> _Dataset content_:

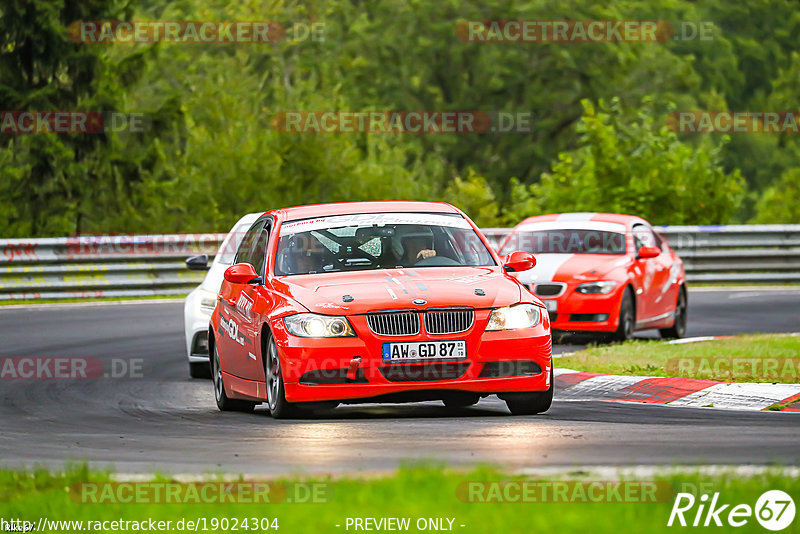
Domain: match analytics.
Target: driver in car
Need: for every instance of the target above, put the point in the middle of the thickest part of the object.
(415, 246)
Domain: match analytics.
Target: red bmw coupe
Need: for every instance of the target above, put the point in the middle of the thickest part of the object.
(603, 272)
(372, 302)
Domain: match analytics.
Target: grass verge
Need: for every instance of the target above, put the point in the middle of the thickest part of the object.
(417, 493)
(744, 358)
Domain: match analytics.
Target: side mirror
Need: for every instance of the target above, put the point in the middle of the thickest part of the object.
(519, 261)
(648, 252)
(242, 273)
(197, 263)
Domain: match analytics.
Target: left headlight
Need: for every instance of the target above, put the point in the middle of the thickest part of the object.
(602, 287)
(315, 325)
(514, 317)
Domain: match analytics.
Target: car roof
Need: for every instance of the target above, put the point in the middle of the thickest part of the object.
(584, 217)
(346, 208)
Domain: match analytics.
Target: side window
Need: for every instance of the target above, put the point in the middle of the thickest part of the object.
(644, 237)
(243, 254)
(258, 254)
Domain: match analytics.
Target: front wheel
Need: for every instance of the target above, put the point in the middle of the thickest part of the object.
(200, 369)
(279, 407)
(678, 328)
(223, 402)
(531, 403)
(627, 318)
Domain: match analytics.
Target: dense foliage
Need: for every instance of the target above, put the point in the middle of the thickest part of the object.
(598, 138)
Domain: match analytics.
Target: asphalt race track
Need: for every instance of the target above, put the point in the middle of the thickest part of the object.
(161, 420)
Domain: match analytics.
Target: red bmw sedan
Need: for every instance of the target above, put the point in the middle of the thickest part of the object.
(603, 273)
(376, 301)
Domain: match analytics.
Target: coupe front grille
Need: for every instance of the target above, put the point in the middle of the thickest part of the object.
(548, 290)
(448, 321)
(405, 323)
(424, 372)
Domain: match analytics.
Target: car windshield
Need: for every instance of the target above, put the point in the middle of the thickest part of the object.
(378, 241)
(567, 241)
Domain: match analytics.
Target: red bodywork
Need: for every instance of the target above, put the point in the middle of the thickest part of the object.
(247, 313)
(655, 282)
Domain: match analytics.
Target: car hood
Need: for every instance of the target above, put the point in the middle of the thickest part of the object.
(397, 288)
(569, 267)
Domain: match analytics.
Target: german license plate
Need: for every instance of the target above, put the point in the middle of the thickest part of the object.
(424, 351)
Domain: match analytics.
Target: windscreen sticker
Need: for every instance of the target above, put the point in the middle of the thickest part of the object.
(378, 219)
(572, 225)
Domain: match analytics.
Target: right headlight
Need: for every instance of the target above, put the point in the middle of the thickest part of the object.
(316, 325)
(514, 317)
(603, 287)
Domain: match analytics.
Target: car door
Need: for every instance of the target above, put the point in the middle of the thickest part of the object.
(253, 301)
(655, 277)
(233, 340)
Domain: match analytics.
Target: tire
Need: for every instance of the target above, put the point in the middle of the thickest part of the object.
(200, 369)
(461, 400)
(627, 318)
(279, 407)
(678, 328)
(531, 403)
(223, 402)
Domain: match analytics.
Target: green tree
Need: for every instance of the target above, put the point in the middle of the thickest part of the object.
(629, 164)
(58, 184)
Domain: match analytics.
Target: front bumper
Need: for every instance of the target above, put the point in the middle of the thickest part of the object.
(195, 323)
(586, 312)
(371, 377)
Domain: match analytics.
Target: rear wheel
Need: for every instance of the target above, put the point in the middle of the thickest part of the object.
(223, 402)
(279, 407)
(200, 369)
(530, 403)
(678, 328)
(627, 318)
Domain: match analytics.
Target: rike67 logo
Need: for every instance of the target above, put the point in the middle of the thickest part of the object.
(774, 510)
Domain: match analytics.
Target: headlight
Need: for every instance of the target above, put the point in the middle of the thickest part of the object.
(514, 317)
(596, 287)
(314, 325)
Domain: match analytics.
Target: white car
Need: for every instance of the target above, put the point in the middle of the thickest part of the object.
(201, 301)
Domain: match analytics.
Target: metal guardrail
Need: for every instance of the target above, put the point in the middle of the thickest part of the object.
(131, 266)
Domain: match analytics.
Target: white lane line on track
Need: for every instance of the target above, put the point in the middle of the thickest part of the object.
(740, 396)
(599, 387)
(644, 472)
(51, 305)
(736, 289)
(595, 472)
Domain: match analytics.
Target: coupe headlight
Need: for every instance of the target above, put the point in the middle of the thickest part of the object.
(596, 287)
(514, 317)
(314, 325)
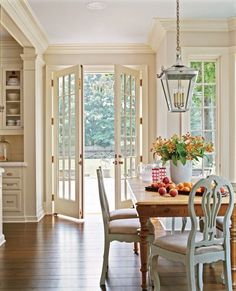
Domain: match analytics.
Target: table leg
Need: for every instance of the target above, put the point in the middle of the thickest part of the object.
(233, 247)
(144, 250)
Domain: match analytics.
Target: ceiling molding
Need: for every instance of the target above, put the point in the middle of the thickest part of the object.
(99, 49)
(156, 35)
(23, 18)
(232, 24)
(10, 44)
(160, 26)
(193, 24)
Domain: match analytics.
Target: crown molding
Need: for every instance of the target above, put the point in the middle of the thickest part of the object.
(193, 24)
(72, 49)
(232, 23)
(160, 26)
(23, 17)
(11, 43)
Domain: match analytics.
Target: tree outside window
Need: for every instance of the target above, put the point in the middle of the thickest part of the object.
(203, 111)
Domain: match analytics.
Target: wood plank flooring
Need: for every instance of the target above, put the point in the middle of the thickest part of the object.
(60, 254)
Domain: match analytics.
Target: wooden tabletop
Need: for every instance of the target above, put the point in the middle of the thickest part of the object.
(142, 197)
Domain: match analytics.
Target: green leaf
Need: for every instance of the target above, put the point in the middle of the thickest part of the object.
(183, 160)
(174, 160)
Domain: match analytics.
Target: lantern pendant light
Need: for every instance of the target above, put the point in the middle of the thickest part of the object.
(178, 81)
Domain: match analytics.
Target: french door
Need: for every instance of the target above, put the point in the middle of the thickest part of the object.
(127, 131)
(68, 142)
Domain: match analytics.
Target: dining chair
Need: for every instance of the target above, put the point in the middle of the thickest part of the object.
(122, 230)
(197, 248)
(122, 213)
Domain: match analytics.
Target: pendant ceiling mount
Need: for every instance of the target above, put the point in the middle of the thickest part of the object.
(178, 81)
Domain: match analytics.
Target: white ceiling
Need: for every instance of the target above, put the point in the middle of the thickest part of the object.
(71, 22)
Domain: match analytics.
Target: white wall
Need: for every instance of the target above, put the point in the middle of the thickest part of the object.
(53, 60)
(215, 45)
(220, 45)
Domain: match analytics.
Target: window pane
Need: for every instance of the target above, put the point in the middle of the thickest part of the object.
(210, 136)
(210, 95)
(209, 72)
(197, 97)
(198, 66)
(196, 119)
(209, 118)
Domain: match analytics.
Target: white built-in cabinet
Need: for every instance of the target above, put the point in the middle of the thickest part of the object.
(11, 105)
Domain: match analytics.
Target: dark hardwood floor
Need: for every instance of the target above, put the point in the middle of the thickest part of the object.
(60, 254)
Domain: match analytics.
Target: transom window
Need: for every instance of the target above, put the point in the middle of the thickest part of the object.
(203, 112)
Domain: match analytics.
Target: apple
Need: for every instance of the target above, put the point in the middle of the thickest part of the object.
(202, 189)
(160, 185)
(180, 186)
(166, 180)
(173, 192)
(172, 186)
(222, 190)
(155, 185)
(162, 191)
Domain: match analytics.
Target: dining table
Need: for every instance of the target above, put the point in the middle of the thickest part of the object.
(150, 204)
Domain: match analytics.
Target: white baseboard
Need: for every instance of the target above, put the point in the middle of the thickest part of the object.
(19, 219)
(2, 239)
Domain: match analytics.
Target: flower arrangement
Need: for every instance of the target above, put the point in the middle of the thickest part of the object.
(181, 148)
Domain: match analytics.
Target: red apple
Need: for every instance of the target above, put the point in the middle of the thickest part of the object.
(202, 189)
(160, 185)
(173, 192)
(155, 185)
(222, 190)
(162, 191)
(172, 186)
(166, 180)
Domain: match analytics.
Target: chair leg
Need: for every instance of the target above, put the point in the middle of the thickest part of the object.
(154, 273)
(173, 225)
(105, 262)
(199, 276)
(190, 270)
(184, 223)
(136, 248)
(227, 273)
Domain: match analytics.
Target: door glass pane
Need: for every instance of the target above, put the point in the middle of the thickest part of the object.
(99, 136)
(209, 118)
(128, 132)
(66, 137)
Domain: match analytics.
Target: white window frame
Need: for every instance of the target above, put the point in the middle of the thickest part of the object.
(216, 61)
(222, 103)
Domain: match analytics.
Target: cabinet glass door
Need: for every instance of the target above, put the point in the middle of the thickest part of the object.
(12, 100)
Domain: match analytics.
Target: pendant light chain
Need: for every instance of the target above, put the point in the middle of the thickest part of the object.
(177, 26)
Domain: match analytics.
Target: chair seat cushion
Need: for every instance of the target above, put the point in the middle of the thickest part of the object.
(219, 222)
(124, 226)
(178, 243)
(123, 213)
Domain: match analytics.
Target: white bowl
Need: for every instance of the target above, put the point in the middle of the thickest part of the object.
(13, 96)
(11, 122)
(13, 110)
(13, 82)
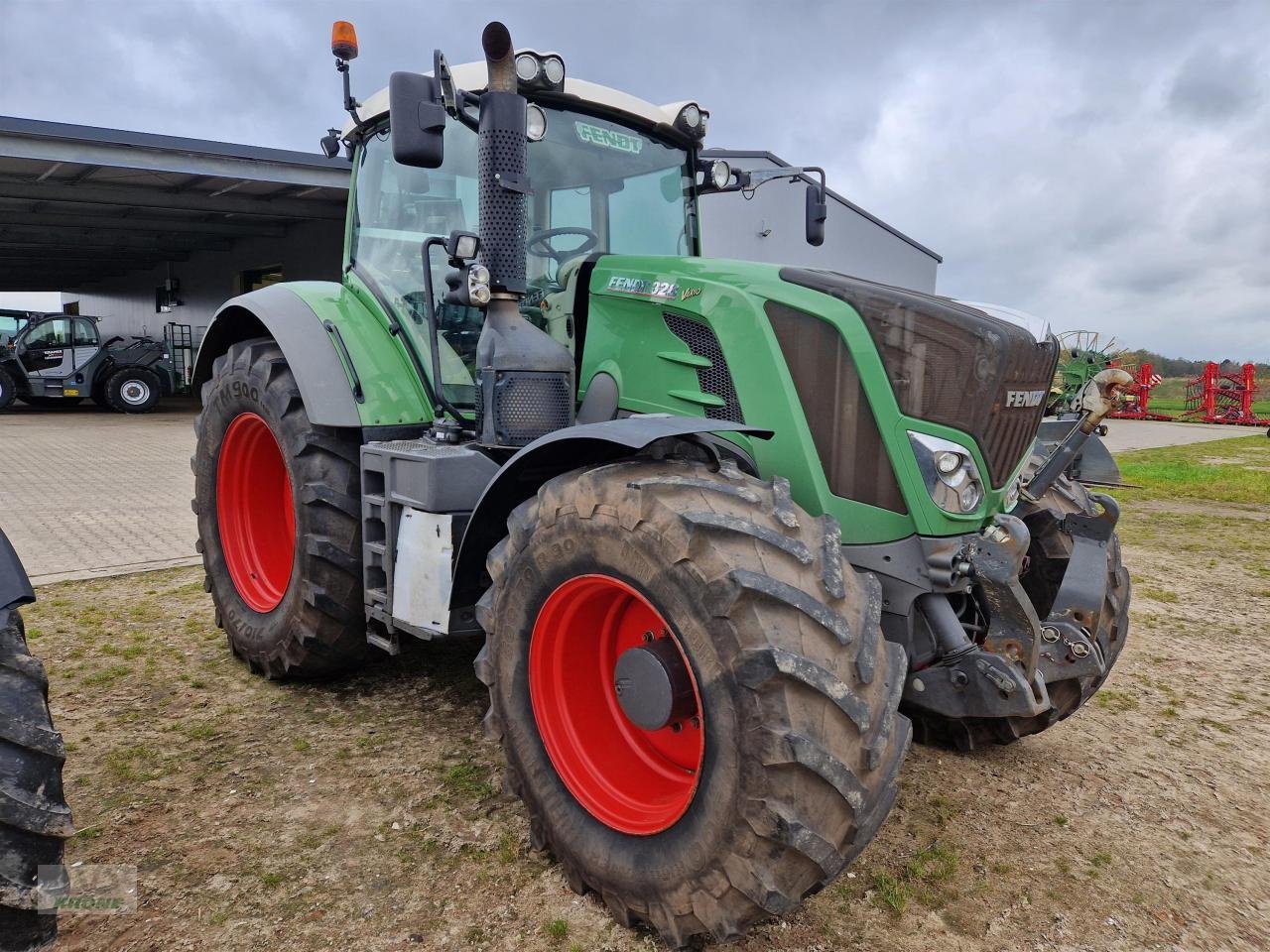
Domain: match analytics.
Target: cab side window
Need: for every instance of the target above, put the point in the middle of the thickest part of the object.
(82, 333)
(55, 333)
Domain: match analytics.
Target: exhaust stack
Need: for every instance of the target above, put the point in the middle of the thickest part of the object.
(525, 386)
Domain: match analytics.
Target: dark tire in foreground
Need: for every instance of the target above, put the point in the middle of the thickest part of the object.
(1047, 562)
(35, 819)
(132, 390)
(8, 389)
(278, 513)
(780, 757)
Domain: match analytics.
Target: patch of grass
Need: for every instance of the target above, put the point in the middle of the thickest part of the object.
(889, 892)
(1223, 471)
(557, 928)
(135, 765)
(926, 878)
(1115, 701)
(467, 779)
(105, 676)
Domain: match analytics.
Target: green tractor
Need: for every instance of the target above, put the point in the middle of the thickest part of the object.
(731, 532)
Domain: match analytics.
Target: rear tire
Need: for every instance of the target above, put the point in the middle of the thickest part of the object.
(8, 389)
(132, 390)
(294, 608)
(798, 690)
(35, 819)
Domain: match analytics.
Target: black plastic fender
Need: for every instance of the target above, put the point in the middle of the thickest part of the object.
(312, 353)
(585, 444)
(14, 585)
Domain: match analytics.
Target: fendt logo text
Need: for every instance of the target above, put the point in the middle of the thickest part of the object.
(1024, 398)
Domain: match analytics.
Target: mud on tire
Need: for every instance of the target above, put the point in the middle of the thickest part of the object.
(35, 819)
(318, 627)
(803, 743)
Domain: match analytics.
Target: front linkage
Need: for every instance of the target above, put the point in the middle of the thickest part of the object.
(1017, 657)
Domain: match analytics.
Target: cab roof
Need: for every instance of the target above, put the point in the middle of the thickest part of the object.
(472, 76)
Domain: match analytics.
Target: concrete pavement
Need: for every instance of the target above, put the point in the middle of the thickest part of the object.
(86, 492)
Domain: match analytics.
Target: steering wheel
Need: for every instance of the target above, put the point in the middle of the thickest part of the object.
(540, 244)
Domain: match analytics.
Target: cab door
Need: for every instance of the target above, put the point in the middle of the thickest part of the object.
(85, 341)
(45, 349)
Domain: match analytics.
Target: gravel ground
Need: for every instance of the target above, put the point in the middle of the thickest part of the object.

> _What you have to do_:
Identify each line in the records above that contains the word "white" and copy those lines.

> _Output of the task_:
Target: white car
Target: white lane line on track
Target: white ceiling
Target: white wall
Target: white built-in cabinet
Target: white baseboard
Target: white window frame
Target: white bowl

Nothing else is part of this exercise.